WRITTEN PROBLEM:
Write out all of the lines below, exactly and completely.

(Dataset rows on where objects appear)
───

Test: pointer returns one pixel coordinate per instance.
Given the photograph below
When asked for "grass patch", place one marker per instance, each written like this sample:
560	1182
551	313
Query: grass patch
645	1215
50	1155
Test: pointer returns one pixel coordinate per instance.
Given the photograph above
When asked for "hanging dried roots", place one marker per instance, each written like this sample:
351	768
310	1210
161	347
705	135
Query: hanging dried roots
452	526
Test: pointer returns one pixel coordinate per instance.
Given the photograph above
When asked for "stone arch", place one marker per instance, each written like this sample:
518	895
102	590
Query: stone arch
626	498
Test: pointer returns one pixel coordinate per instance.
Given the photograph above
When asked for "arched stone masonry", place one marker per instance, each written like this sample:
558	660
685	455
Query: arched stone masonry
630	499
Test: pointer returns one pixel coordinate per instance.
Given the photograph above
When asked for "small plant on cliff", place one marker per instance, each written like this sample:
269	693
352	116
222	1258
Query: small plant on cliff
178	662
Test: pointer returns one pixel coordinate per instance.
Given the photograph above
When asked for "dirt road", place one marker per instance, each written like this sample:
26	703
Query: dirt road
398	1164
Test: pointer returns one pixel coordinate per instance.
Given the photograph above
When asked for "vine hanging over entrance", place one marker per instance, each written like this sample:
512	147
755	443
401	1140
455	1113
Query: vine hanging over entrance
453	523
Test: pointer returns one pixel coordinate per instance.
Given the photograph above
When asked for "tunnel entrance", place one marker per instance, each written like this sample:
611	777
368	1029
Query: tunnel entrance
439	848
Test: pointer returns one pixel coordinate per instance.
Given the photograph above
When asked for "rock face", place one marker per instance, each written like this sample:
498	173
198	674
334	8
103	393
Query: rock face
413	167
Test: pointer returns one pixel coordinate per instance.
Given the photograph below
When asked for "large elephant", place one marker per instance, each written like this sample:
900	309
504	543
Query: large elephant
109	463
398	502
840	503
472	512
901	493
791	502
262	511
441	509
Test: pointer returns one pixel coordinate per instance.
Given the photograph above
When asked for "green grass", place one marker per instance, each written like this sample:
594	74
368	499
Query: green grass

───

OUTPUT BELOW:
Test: pointer returns one pixel coordinate per instance.
Given the photograph below
When asked for "grass patch", place one marker per instance, each written like this sample:
560	1182
551	313
Query: grass patch
645	1215
50	1155
Test: pointer returns one pixel coordinate per instance.
Given the photograph above
When asked for "hanging dried roots", place one marker per instance, each written like this sample:
351	768
310	1210
161	347
705	135
Query: hanging dried roots
452	526
Test: pointer returns one pixel coordinate per instance.
Given the photograph above
When asked for "stone arch", place one marker per instance, each written like this sample:
518	895
102	590
Query: stone arch
626	498
Test: pointer returns one pixel coordinate per instance.
Given the photograph above
When asked for "arched stone masonry", place one marker per instance, each written like this sample:
558	660
685	455
Query: arched stone masonry
630	499
Test: pointer returns one pixel coordinate per instance.
Given the photograph above
When asked for "small plant on cliff", place one marker per instance, each written like this sample:
269	693
352	116
222	1258
Query: small plant on cliff
178	662
Test: pointer returns one pixel coordinate per instance.
Given the photograph above
When asked for "dirt road", place one marker per instance, each written like this sample:
26	703
Query: dirt road
398	1164
Test: pointer returns one pixel coordinate per instance.
Given the photograph above
When asked for "vine hanging over entrance", place one marker per instance, each written like this sample:
512	147
755	443
401	1140
455	1113
Query: vine hanging over entrance
453	523
Test: pointer returns one pixel coordinate per instance.
Given the photograph above
When asked for "tunnel entrance", place one marker per instance, each written like this sample:
611	777
368	1029
Query: tunnel entrance
439	848
Test: pointer returns one pixel coordinate per instance.
Given the photograph above
When asked for "rock face", place one marker per instance, each written like this sample:
498	173
198	674
334	8
103	393
Query: rock face
413	167
Test: pointer returns one pixel coordinate per instance.
Given the photograph below
When asked for "large elephant", place one marker per instance, each written like this sample:
900	309
504	543
Query: large elephant
109	463
398	502
840	503
472	512
901	493
791	502
262	511
441	509
Test: pointer returns one pixel coordinate per instance.
Given the photograph above
When asked for "green grass", place one marker per instance, each written like this sample:
594	74
368	499
Query: green grass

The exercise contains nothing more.